→ Work to complete: Go through the material line by line and tally those containing the string "Target". Only the tally is wanted.
--- Source material Enclosed Below ---
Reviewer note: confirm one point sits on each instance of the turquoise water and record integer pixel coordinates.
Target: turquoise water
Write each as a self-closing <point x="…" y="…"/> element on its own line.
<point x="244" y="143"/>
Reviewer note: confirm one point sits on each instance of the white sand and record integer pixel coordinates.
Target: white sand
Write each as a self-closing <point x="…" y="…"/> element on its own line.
--- End of Enclosed Source material ---
--- Source material Enclosed Below ---
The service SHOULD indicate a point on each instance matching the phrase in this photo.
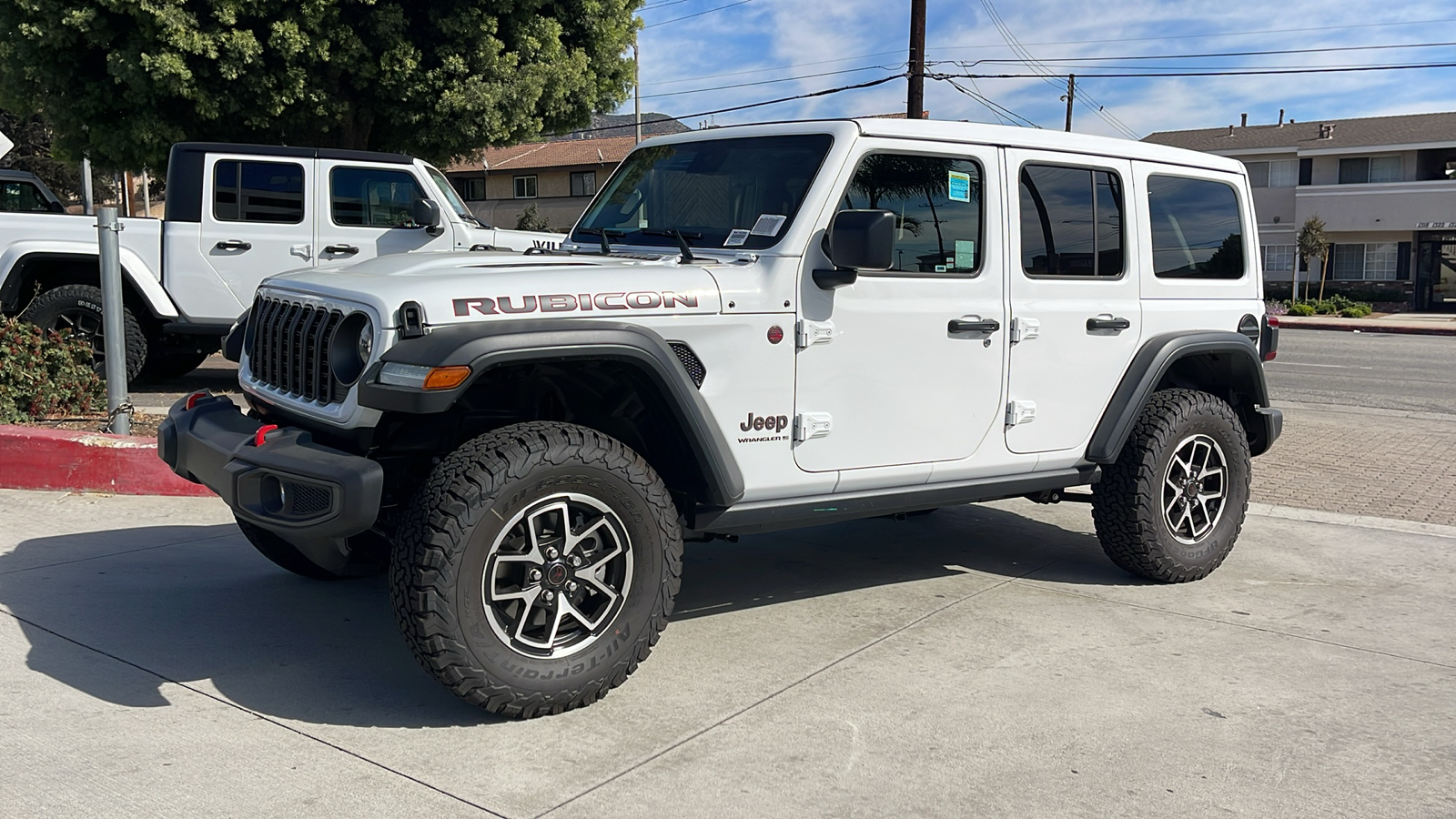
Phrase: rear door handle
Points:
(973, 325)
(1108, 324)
--- End of Enclosed Source material ---
--- Source material Enclosed Below ---
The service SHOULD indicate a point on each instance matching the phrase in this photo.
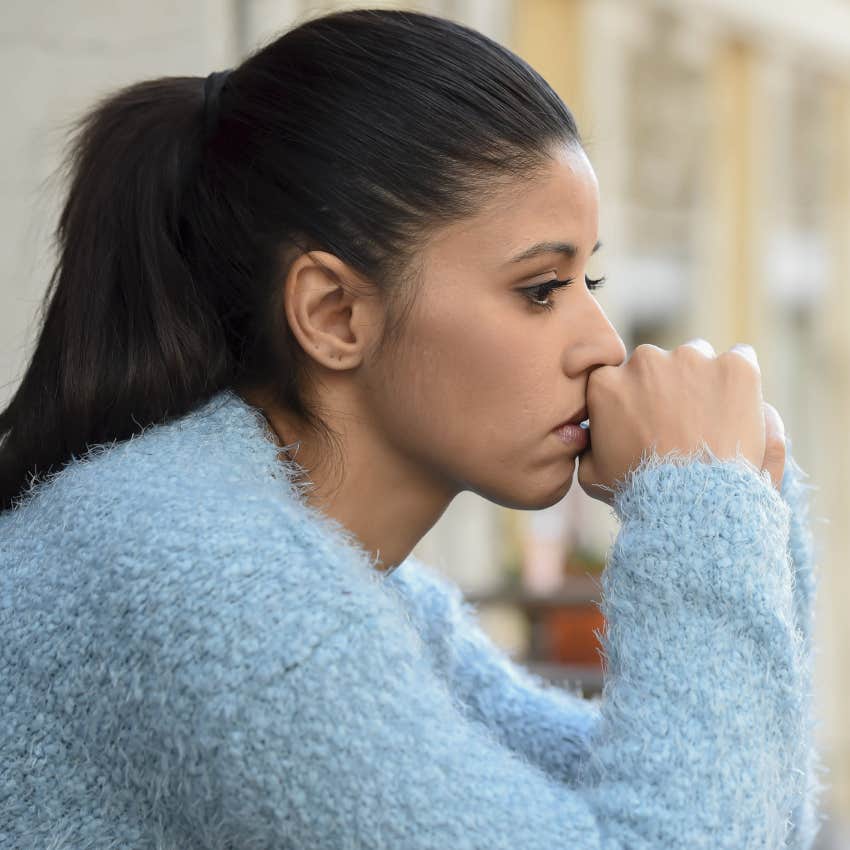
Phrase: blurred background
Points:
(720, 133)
--- End of Enclosed Source material ---
→ Answer to this problem: 2